# Options if Ireland has to leave the euro



## LindaG (6 Dec 2010)

Thinking of opening an account in sterling with Ulster Bank. If euro collapses, anyone with savings is looking at huge devaluations. Any thoughts on moving savings into sterling, presume it shouldn't be too difficult, given that Ulster Bank, for example, is owned by Royal Bank of Scotland? 
It's unlikely any professional financial advisor is going to give any steers on this as advising small investors (like me) to get out of the euro could cause a (further) run on Irish banks so I'm thinking one has to read between the lines here. 
Any advice/suggestions/thoughts greatly appreciated.


----------



## maurice57 (8 Dec 2010)

As far as I understabd it, in the event of a split Euro, thg real questions are :

(1) What currency is an account denominated in ?
(2) What jurisdiction is the bank (where the account is) operating under ?

Take a Euro account with Rabodirect for example.  Rabodirect is regulated by the Dutch authorities.  If the Euro were to split, and the Netherlands ends up being one of the "strong" Euro countries, then I'd assume that Euros now in a Rabodirect account will become "strong" Euros.  It shouldn't matter where the account holder is domiciled.

The possibility is that if the Euro splits into "strong" and "weak" Euros, then the inevitable result will be a devaluation of the "weak" Euro.  Ireland would probably end up being a "weak" Euro country.  In that case, the "strong" Euros in the Rabodirect account could then be converted to a greater quantity of "weak" Euros when transferred from the Rabodirect account to, say, an AIB or BoI account.

It's highly unlikely that the "weak" Euro would ever rise above parity with the "strong" Euro, so leaving money in a non-Irish, "strong" Euro account would have to be a good thing.

Any comments ?

Maurice


----------



## Happy Girl (8 Dec 2010)

maurice57 said:


> As far as I understabd it, in the event of a split Euro, thg real questions are :
> 
> (1) What currency is an account denominated in ?

Information supplied:
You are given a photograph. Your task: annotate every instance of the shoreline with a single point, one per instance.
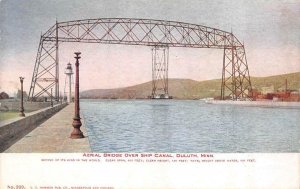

Problem statement:
Copy out the entire forum thread on Ireland's options if it has to leave the euro, word for word.

Exercise answer:
# Options if Ireland has to leave the euro



## LindaG (6 Dec 2010)

Thinking of opening an account in sterling with Ulster Bank. If euro collapses, anyone with savings is looking at huge devaluations. Any thoughts on moving savings into sterling, presume it shouldn't be too difficult, given that Ulster Bank, for example, is owned by Royal Bank of Scotland? 
It's unlikely any professional financial advisor is going to give any steers on this as advising small investors (like me) to get out of the euro could cause a (further) run on Irish banks so I'm thinking one has to read between the lines here. 
Any advice/suggestions/thoughts greatly appreciated.


----------



## maurice57 (8 Dec 2010)

As far as I understabd it, in the event of a split Euro, thg real questions are :

(1) What currency is an account denominated in ?
(2) What jurisdiction is the bank (where the account is) operating under ?

Take a Euro account with Rabodirect for example.  Rabodirect is regulated by the Dutch authorities.  If the Euro were to split, and the Netherlands ends up being one of the "strong" Euro countries, then I'd assume that Euros now in a Rabodirect account will become "strong" Euros.  It shouldn't matter where the account holder is domiciled.

The possibility is that if the Euro splits into "strong" and "weak" Euros, then the inevitable result will be a devaluation of the "weak" Euro.  Ireland would probably end up being a "weak" Euro country.  In that case, the "strong" Euros in the Rabodirect account could then be converted to a greater quantity of "weak" Euros when transferred from the Rabodirect account to, say, an AIB or BoI account.

It's highly unlikely that the "weak" Euro would ever rise above parity with the "strong" Euro, so leaving money in a non-Irish, "strong" Euro account would have to be a good thing.

Any comments ?

Maurice


----------



## Happy Girl (8 Dec 2010)

maurice57 said:


> As far as I understabd it, in the event of a split Euro, thg real questions are :
> 
> (1) What currency is an account denominated in ?